- What you are asked to do -
Put every line of the entries below into a JSON list of strings, one string per line, leaving out the blank lines.

===== Exercise data

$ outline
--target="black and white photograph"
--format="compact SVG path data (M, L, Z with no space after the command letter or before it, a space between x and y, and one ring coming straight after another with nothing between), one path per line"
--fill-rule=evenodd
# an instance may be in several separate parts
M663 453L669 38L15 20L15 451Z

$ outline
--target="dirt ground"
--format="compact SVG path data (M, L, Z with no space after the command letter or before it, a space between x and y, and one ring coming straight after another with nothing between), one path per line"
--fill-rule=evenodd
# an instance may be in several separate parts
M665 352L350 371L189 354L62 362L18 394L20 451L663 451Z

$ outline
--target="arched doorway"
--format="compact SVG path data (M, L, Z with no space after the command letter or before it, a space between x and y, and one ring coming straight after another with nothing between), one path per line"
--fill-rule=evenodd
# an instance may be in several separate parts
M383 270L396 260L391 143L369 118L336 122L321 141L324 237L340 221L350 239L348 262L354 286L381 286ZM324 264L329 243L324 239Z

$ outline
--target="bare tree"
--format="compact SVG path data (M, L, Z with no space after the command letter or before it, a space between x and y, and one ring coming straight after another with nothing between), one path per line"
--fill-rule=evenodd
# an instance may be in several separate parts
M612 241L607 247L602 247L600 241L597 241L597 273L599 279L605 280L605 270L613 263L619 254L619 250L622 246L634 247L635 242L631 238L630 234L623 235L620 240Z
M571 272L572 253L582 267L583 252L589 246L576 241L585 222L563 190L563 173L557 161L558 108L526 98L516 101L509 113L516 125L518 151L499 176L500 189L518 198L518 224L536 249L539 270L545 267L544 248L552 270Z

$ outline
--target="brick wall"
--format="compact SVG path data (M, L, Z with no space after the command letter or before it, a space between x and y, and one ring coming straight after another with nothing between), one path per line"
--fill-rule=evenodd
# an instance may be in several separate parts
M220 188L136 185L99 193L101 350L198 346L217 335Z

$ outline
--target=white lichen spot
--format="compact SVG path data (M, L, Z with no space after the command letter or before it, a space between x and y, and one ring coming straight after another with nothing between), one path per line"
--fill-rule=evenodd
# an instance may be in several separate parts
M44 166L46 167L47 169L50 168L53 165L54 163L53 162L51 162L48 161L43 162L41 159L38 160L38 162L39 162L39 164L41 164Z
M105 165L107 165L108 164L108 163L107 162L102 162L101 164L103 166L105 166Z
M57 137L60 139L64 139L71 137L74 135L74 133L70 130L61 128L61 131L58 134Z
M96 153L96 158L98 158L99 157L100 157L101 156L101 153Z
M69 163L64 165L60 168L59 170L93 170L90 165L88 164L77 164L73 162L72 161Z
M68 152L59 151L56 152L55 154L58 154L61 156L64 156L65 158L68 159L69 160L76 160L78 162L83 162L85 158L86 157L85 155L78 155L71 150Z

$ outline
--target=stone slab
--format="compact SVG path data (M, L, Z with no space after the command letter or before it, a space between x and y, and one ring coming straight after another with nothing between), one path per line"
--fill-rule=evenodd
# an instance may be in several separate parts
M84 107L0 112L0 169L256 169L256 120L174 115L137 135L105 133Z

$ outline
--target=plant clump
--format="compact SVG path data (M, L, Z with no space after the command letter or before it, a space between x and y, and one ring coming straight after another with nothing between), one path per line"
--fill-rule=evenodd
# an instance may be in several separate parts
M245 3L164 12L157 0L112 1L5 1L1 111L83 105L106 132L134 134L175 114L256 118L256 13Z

==========

- Response to the task -
[
  "$ outline",
  "--target=\"black and white photograph\"",
  "--format=\"compact SVG path data (M, L, Z with no space after the command letter or before it, a space between x and y, and one ring coming straight after another with nothing between), one path per line\"",
  "--fill-rule=evenodd",
  "# an instance may be in several separate parts",
  "M663 453L669 38L15 20L15 451Z",
  "$ outline",
  "--target=\"dirt ground\"",
  "--format=\"compact SVG path data (M, L, Z with no space after the command letter or before it, a space between x and y, and one ring coming straight after another with nothing between), one path per line\"",
  "--fill-rule=evenodd",
  "# an instance may be in several separate parts",
  "M665 352L350 371L189 354L62 362L18 394L20 451L663 451Z",
  "$ outline",
  "--target=\"arched doorway\"",
  "--format=\"compact SVG path data (M, L, Z with no space after the command letter or before it, a space between x and y, and one ring coming straight after another with nothing between), one path per line\"",
  "--fill-rule=evenodd",
  "# an instance may be in several separate parts",
  "M383 270L396 260L391 143L369 118L336 122L321 141L324 237L340 221L350 239L348 262L354 286L381 286ZM324 264L329 243L324 239Z",
  "$ outline",
  "--target=\"bare tree\"",
  "--format=\"compact SVG path data (M, L, Z with no space after the command letter or before it, a space between x and y, and one ring coming straight after another with nothing between), one path per line\"",
  "--fill-rule=evenodd",
  "# an instance may be in several separate parts",
  "M612 241L607 247L602 247L600 241L597 241L597 273L599 279L605 280L605 270L613 263L619 254L619 250L622 246L634 247L635 242L631 238L630 234L623 235L620 240Z",
  "M571 272L572 253L582 267L583 252L589 246L576 241L585 222L563 190L563 173L557 161L558 108L526 98L516 101L509 113L516 125L518 151L499 176L500 189L518 198L518 224L536 249L539 270L545 267L544 248L552 270Z",
  "$ outline",
  "--target=\"brick wall\"",
  "--format=\"compact SVG path data (M, L, Z with no space after the command letter or before it, a space between x and y, and one ring coming straight after another with nothing between), one path per line\"",
  "--fill-rule=evenodd",
  "# an instance may be in several separate parts",
  "M220 188L136 185L99 193L101 350L198 346L217 335Z",
  "$ outline",
  "--target=white lichen spot",
  "--format=\"compact SVG path data (M, L, Z with no space after the command letter or before it, a space between x and y, and one ring coming straight after another with nothing between), one path per line\"",
  "--fill-rule=evenodd",
  "# an instance may be in several separate parts",
  "M44 166L46 167L47 169L50 168L53 165L54 163L53 162L51 162L48 161L43 162L41 159L38 160L38 162L39 162L39 164L41 164Z",
  "M105 165L107 165L108 164L108 163L107 162L102 162L101 164L103 166L105 166Z",
  "M57 137L60 139L64 139L71 137L74 135L74 133L70 130L61 128L61 131L58 134Z",
  "M96 153L96 158L98 158L99 157L100 157L101 156L101 153Z",
  "M69 163L64 165L60 168L59 170L93 170L90 165L88 164L77 164L73 162L72 161Z",
  "M68 152L59 151L56 152L55 154L58 154L61 156L64 156L65 158L68 159L69 160L76 160L78 162L83 162L85 158L86 157L85 155L78 155L71 150Z",
  "$ outline",
  "--target=stone slab",
  "--format=\"compact SVG path data (M, L, Z with no space after the command letter or before it, a space between x and y, and one ring coming straight after another with nothing between), one path per line\"",
  "--fill-rule=evenodd",
  "# an instance may be in several separate parts",
  "M84 107L0 112L0 169L256 169L256 120L174 115L137 135L105 133Z",
  "$ outline",
  "--target=plant clump",
  "--format=\"compact SVG path data (M, L, Z with no space after the command letter or before it, a space between x and y, and one ring coming straight after another with nothing between), one path per line\"",
  "--fill-rule=evenodd",
  "# an instance may be in several separate parts",
  "M245 3L164 12L157 0L112 1L5 1L1 111L83 105L106 132L134 134L175 114L256 118L256 13Z"
]